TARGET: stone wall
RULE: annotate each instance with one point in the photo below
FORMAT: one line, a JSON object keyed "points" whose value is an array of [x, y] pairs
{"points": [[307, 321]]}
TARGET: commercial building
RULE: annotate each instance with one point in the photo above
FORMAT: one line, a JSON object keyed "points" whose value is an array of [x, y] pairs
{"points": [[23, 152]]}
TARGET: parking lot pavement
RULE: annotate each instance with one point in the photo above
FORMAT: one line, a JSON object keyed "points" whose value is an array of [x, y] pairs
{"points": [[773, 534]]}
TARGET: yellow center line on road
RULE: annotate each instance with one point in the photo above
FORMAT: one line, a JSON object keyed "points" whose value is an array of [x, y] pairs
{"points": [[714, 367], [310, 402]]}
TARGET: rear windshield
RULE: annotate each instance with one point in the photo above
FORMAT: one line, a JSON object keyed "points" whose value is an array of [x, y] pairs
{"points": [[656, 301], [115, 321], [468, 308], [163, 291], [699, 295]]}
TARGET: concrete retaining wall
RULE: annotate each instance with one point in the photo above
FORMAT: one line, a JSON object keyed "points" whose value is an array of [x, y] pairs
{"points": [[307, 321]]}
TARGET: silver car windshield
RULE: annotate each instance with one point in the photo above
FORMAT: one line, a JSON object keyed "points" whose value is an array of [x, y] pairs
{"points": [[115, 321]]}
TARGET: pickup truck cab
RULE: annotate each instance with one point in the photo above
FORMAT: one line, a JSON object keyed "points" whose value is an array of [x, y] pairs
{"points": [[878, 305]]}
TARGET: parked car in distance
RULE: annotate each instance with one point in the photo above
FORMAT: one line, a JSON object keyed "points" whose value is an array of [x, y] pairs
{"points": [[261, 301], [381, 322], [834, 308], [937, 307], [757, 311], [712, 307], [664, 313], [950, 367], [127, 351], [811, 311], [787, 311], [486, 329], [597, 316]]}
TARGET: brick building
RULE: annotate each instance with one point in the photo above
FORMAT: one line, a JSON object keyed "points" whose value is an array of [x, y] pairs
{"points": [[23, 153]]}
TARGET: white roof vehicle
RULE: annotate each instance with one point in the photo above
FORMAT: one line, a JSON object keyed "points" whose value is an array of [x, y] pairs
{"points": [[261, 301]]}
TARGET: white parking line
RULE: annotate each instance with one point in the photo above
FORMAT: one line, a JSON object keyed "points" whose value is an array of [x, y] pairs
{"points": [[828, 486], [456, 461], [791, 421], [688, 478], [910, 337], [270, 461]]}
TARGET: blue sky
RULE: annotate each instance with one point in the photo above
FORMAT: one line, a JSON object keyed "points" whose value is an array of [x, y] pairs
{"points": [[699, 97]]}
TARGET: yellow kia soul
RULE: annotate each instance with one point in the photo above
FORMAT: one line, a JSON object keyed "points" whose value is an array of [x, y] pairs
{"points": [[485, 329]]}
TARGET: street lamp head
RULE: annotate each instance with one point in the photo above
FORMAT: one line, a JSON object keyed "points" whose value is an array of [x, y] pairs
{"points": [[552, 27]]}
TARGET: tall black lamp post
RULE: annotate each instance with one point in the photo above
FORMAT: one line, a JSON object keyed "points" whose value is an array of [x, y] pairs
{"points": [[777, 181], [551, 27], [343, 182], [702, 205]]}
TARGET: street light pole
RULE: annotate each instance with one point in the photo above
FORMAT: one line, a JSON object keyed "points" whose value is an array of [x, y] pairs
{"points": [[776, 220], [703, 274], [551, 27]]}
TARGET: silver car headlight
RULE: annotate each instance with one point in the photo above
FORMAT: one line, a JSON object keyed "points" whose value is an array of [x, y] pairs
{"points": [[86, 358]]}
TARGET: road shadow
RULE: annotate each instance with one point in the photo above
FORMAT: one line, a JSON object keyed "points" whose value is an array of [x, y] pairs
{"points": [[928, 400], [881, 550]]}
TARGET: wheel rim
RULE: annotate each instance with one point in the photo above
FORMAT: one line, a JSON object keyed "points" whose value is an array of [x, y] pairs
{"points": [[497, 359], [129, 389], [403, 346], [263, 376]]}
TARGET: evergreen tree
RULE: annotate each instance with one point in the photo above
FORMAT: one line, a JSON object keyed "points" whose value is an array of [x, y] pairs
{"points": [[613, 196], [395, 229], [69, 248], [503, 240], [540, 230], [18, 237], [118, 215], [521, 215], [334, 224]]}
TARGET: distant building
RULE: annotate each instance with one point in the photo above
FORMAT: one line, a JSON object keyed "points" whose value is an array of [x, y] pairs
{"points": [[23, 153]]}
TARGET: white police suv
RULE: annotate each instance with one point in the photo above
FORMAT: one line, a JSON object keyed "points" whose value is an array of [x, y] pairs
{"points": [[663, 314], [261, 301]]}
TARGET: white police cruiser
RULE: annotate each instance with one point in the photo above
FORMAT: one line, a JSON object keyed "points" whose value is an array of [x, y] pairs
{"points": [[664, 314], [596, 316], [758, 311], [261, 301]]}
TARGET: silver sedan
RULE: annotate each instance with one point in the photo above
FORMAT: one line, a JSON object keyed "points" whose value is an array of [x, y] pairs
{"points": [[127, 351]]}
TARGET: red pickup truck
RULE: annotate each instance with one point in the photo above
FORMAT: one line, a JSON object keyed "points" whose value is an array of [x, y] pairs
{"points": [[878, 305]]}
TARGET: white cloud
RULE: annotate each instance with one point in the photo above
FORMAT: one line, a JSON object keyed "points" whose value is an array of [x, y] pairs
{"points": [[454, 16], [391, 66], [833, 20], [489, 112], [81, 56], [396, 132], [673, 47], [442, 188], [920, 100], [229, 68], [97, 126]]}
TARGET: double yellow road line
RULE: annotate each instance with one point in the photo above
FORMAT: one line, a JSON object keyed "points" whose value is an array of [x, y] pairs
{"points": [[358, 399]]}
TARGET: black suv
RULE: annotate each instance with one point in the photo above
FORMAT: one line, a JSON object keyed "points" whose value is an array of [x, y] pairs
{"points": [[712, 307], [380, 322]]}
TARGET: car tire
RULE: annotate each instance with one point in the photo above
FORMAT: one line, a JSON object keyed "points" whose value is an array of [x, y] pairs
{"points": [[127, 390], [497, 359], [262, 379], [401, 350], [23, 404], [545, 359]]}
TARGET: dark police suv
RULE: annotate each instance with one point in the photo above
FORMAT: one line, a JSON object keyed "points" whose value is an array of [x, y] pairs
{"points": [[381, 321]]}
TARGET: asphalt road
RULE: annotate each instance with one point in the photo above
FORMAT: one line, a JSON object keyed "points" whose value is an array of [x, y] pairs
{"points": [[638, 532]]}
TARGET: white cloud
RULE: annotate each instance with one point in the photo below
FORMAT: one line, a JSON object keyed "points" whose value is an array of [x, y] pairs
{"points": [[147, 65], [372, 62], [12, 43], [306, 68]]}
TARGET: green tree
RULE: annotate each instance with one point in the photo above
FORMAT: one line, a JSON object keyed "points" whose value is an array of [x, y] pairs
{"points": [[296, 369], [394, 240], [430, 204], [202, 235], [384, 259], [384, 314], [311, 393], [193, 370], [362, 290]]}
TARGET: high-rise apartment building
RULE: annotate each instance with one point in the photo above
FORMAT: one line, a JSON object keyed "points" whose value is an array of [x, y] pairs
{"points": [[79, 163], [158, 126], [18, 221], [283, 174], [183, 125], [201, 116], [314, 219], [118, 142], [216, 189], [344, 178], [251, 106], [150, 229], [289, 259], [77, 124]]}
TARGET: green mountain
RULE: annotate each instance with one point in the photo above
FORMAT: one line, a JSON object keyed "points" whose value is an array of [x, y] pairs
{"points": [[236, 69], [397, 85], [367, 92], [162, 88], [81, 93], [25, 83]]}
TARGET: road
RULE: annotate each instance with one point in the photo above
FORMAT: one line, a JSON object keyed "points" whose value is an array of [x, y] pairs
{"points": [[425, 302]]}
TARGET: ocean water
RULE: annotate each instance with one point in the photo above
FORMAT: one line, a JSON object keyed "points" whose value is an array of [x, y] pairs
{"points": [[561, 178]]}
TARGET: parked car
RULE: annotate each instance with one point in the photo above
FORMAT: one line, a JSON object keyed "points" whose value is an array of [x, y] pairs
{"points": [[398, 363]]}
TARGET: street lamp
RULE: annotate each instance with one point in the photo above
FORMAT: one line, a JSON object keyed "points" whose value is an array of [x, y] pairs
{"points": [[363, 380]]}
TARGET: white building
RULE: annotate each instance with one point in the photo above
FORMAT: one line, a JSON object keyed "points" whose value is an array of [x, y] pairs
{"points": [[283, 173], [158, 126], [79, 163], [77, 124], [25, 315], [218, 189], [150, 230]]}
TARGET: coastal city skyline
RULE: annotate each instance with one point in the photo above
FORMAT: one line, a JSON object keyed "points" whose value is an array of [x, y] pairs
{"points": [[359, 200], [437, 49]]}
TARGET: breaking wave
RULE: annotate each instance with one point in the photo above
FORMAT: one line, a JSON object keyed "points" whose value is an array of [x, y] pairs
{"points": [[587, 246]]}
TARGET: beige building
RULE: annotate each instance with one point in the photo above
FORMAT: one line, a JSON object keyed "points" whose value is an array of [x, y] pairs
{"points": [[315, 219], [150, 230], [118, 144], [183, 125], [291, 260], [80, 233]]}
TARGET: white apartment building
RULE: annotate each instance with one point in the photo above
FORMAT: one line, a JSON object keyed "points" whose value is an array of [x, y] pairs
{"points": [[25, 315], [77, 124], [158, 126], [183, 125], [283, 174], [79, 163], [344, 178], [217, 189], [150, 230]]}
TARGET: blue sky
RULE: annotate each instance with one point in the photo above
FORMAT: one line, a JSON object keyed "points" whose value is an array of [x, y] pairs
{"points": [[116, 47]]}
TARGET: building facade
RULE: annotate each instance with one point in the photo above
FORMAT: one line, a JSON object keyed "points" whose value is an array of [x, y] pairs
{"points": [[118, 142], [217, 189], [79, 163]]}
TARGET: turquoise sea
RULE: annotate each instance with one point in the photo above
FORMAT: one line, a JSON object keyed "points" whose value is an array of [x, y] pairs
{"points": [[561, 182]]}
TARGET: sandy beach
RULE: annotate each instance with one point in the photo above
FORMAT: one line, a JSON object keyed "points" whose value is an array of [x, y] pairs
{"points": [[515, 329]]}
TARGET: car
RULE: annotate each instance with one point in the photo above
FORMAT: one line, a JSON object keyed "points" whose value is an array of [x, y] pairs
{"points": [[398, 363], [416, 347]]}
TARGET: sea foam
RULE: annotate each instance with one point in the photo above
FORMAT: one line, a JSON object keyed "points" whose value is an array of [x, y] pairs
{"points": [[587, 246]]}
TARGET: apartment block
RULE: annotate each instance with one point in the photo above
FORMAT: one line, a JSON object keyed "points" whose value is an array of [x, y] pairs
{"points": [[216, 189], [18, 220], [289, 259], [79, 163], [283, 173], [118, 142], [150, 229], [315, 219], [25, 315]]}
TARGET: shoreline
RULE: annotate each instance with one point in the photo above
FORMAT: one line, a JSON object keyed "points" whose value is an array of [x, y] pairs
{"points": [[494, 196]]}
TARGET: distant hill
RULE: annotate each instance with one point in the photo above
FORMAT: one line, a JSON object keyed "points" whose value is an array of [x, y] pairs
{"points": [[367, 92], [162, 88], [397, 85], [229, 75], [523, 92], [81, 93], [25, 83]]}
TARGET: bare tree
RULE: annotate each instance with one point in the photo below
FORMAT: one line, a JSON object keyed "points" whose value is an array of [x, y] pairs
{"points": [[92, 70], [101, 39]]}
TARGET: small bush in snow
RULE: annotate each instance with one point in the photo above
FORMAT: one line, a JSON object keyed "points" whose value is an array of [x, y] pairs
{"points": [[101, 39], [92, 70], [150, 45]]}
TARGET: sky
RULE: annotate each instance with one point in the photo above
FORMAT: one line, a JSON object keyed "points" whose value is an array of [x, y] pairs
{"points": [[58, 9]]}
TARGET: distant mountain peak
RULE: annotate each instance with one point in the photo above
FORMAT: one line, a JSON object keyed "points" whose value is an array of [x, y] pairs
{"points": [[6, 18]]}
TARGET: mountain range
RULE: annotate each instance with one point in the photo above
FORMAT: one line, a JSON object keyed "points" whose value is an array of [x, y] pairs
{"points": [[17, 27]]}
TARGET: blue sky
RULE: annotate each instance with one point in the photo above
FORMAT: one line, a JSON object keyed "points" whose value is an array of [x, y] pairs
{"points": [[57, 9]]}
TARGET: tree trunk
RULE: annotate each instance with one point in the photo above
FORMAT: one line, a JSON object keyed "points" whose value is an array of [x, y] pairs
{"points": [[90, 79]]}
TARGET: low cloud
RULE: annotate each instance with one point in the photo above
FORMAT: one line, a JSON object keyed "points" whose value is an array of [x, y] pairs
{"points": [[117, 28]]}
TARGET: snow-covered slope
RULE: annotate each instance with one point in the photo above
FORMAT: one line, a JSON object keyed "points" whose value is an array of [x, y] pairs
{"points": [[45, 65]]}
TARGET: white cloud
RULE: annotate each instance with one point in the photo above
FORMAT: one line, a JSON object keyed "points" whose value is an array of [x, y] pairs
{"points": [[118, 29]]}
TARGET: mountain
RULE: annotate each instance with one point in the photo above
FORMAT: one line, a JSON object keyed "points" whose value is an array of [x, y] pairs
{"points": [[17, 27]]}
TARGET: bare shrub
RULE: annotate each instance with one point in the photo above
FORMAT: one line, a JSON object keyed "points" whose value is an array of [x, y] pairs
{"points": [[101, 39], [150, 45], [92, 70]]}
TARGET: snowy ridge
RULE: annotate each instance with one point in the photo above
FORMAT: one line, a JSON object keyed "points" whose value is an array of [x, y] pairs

§ **Problem statement**
Repeat the lines from the one holding "TARGET: bare shrub" through the end of the rows, inclusive, swapping every "annotate" for "mark" and leaving all else the same.

§ **Result**
TARGET: bare shrub
RULE: mark each instance with one point in the photo above
FORMAT: one line, a JSON object keyed "points" whose value is an array of [x, y] pairs
{"points": [[101, 39], [150, 45], [92, 70]]}
TARGET: snowy ridge
RULE: mark each instance with one point in the photo above
FORMAT: one line, a JSON object keyed "points" whose value is an array of [x, y] pairs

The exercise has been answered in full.